**TASK DIRECTIONS:** Return, exactly as written, the line containing "Locate every instance of the white football jersey" and every line after it to the end of the records below, with no pictures.

**TASK INPUTS:**
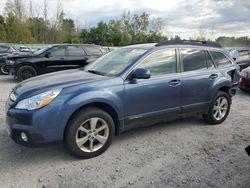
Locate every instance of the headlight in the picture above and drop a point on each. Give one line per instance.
(243, 74)
(9, 62)
(38, 101)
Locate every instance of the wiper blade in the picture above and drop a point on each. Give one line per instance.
(97, 72)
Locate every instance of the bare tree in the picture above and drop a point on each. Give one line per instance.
(45, 18)
(201, 33)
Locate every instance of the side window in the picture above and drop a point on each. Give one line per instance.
(220, 59)
(193, 59)
(244, 55)
(160, 62)
(210, 63)
(57, 51)
(92, 51)
(74, 51)
(4, 49)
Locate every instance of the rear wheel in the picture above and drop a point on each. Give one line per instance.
(89, 133)
(3, 69)
(219, 108)
(25, 72)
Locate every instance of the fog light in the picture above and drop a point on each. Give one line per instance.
(24, 137)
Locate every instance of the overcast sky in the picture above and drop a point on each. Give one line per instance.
(181, 17)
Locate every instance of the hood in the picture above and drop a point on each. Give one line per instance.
(59, 79)
(19, 56)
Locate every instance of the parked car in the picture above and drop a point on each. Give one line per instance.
(245, 79)
(51, 59)
(23, 49)
(243, 59)
(4, 51)
(129, 87)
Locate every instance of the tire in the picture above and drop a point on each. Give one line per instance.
(3, 69)
(80, 135)
(25, 72)
(219, 108)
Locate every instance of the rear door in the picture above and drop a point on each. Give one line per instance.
(198, 76)
(244, 59)
(148, 101)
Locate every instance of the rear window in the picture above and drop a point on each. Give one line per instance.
(3, 49)
(193, 59)
(92, 51)
(74, 51)
(220, 59)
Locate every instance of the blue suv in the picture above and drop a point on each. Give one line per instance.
(130, 87)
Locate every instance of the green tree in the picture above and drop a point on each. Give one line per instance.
(2, 29)
(16, 28)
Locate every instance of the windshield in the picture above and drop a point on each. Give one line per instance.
(114, 62)
(38, 52)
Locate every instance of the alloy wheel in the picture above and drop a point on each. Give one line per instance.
(220, 108)
(92, 134)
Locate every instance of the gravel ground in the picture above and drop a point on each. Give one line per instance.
(182, 153)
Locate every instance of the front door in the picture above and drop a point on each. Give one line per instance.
(198, 77)
(148, 101)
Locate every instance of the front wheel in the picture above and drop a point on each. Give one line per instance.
(219, 108)
(3, 69)
(89, 133)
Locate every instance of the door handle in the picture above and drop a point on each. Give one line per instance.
(174, 82)
(213, 76)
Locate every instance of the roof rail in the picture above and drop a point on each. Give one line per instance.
(189, 42)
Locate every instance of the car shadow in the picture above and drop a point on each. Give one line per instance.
(12, 152)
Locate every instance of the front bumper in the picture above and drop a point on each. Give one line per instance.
(245, 83)
(12, 70)
(41, 126)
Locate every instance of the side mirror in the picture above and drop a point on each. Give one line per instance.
(47, 54)
(140, 73)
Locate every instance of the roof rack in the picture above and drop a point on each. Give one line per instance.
(189, 42)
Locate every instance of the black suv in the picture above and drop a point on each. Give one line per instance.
(4, 51)
(51, 59)
(243, 59)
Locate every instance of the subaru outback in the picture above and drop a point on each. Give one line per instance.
(132, 86)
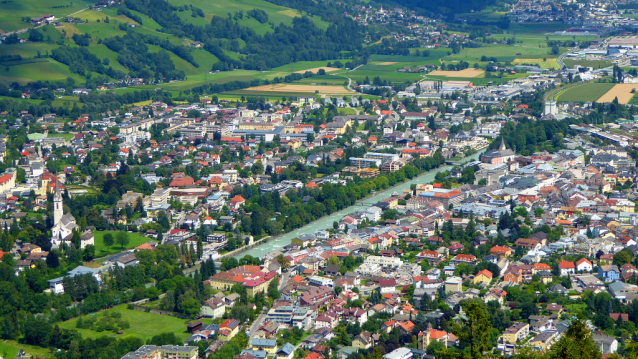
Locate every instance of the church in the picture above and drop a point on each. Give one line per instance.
(502, 155)
(63, 224)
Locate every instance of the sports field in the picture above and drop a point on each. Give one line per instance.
(542, 63)
(584, 93)
(463, 73)
(135, 240)
(314, 70)
(624, 93)
(288, 88)
(143, 325)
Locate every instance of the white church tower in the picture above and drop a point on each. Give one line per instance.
(58, 210)
(63, 224)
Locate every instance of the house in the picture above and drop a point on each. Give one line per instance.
(483, 276)
(463, 258)
(228, 329)
(387, 286)
(286, 351)
(554, 308)
(453, 285)
(213, 308)
(606, 343)
(540, 323)
(267, 345)
(363, 340)
(495, 294)
(566, 268)
(609, 273)
(433, 257)
(399, 353)
(515, 333)
(544, 340)
(584, 265)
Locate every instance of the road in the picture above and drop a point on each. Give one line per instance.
(324, 222)
(560, 58)
(23, 30)
(283, 280)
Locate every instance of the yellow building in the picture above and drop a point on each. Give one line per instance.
(483, 276)
(515, 333)
(228, 329)
(267, 345)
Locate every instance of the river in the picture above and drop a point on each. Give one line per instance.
(326, 222)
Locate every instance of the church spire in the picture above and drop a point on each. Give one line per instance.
(58, 211)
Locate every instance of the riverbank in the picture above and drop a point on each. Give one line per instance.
(278, 242)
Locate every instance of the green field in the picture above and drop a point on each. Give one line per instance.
(585, 92)
(24, 71)
(134, 241)
(12, 11)
(537, 28)
(143, 325)
(276, 14)
(596, 64)
(10, 348)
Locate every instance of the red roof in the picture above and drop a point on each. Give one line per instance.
(485, 272)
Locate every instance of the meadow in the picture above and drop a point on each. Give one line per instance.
(14, 10)
(135, 240)
(143, 325)
(595, 64)
(585, 92)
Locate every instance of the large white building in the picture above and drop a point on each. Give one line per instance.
(63, 224)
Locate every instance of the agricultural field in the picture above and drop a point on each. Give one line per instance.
(595, 64)
(101, 250)
(303, 66)
(624, 93)
(466, 73)
(585, 92)
(142, 325)
(24, 71)
(303, 89)
(14, 10)
(10, 348)
(545, 63)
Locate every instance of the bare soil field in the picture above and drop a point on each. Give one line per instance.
(463, 73)
(622, 91)
(335, 90)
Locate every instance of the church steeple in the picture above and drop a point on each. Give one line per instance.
(58, 211)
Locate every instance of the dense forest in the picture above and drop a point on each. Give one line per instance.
(302, 41)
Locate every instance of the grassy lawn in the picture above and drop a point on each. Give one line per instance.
(9, 349)
(13, 11)
(596, 64)
(25, 71)
(143, 325)
(66, 136)
(585, 92)
(134, 241)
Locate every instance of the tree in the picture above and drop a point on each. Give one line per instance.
(122, 239)
(576, 343)
(273, 289)
(52, 260)
(622, 257)
(474, 327)
(89, 252)
(108, 240)
(283, 261)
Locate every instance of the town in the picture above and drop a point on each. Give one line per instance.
(454, 185)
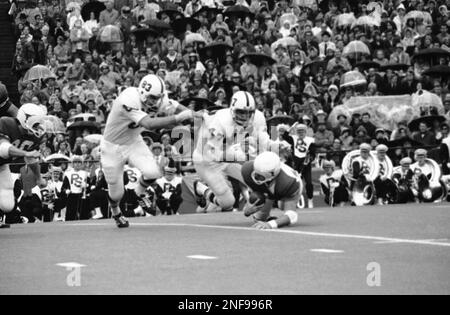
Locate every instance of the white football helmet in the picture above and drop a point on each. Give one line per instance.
(30, 117)
(266, 167)
(243, 108)
(151, 91)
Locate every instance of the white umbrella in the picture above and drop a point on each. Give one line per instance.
(194, 37)
(94, 138)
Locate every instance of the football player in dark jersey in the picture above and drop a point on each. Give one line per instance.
(269, 179)
(19, 138)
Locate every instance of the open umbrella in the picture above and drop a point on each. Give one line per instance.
(158, 25)
(394, 67)
(194, 38)
(111, 34)
(144, 32)
(93, 6)
(429, 120)
(403, 142)
(215, 50)
(431, 53)
(38, 72)
(280, 119)
(365, 65)
(345, 19)
(208, 12)
(73, 6)
(259, 59)
(57, 157)
(82, 125)
(94, 138)
(285, 42)
(438, 71)
(180, 25)
(356, 47)
(238, 11)
(199, 103)
(228, 87)
(289, 18)
(314, 67)
(352, 78)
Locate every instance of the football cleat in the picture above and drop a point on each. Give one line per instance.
(199, 198)
(121, 221)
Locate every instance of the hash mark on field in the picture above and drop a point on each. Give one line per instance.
(202, 257)
(326, 251)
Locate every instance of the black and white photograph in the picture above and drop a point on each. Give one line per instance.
(224, 152)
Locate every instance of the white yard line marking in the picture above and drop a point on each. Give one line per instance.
(70, 265)
(202, 257)
(326, 251)
(290, 231)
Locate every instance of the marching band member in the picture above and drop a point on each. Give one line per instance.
(334, 185)
(304, 154)
(383, 184)
(403, 179)
(270, 180)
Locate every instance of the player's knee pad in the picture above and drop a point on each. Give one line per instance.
(7, 201)
(115, 192)
(292, 215)
(225, 200)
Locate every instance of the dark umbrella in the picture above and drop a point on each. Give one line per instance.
(200, 103)
(158, 25)
(395, 67)
(228, 87)
(259, 59)
(403, 142)
(93, 6)
(81, 125)
(429, 120)
(173, 13)
(180, 25)
(315, 66)
(438, 71)
(215, 50)
(431, 53)
(280, 119)
(210, 13)
(365, 65)
(143, 33)
(238, 11)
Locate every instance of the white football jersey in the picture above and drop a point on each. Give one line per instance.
(301, 146)
(122, 126)
(133, 177)
(222, 133)
(335, 177)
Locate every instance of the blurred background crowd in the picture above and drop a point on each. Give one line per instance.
(301, 59)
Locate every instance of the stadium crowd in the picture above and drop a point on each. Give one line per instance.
(292, 56)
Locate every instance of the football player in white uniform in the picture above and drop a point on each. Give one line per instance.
(232, 136)
(270, 180)
(304, 154)
(334, 185)
(133, 111)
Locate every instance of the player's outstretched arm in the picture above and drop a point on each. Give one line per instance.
(151, 123)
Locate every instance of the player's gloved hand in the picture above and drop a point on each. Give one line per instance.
(251, 208)
(260, 225)
(184, 115)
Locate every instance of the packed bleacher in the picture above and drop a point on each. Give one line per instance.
(353, 72)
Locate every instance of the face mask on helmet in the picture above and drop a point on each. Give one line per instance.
(262, 178)
(243, 117)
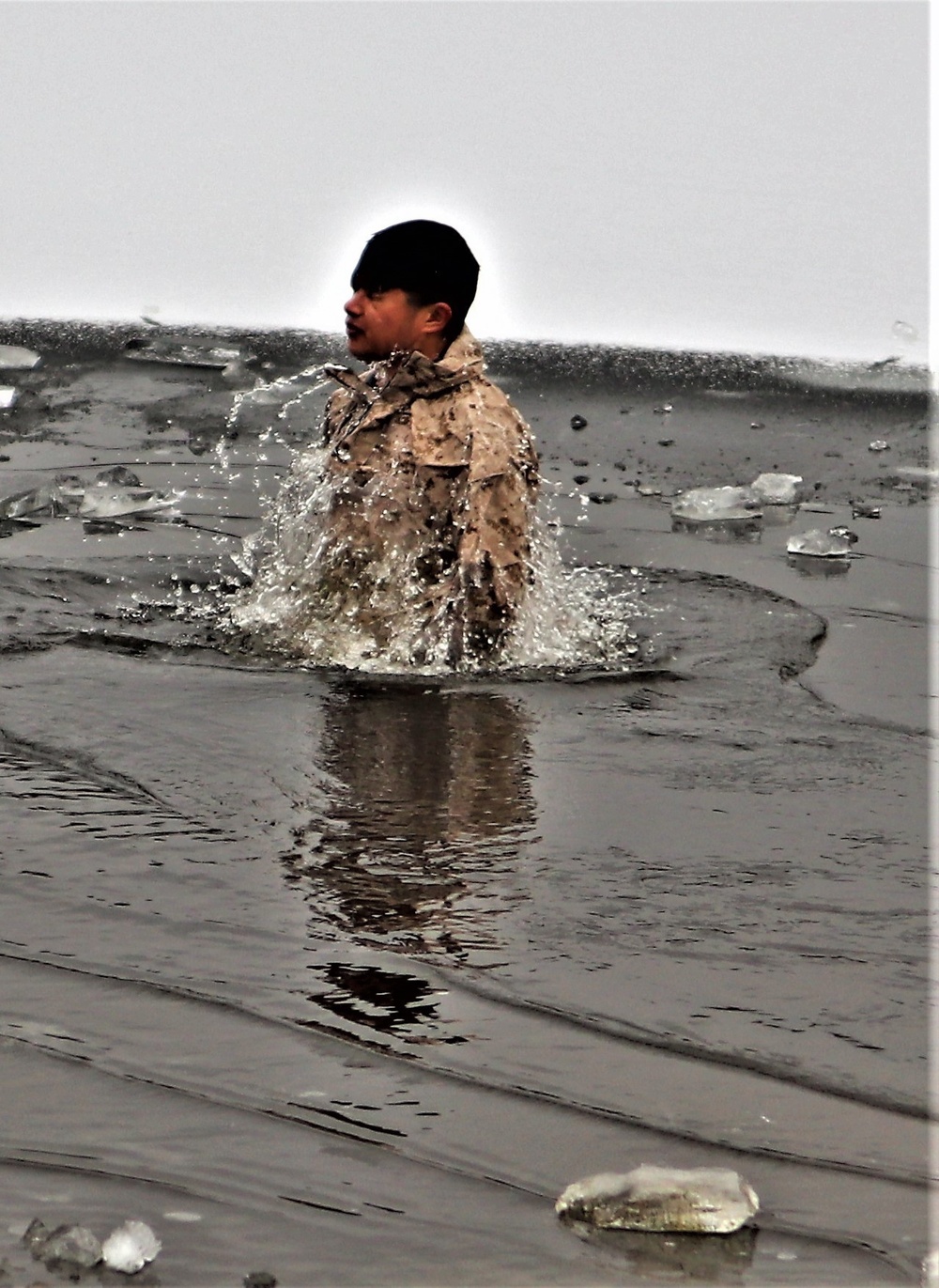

**FINAL ANSWER:**
Locate every instance of the white football jersey in the picture above and drop a point on each. Give one line per instance.
(301, 146)
(122, 126)
(133, 177)
(222, 133)
(335, 177)
Locate every instance of the blurred background crowd in the picture above and drop a point on each. Give one line per instance.
(301, 59)
Locate every instance of the stadium crowd in the picture above and drop a point on each. Give one line per instance.
(292, 56)
Locate every instance of the football player in white uniform in the picture above and drop a point on each. Give one line per instance.
(232, 136)
(270, 180)
(304, 154)
(334, 185)
(133, 111)
Locate every instance of the player's outstretched arm in the picture above and drop a point on each. Give one line per instance.
(151, 123)
Locate every instance of the player's gloved hand in the picture above and drop a point on each. Give one line per instance.
(251, 208)
(260, 225)
(184, 115)
Locate every instance of the packed bleacher in the picture above and drop a point on each. Give one line per instance.
(353, 72)
Locate every instance of the face mask on helmet in the picture above and drop a point on each. Give one line per instance.
(262, 178)
(243, 117)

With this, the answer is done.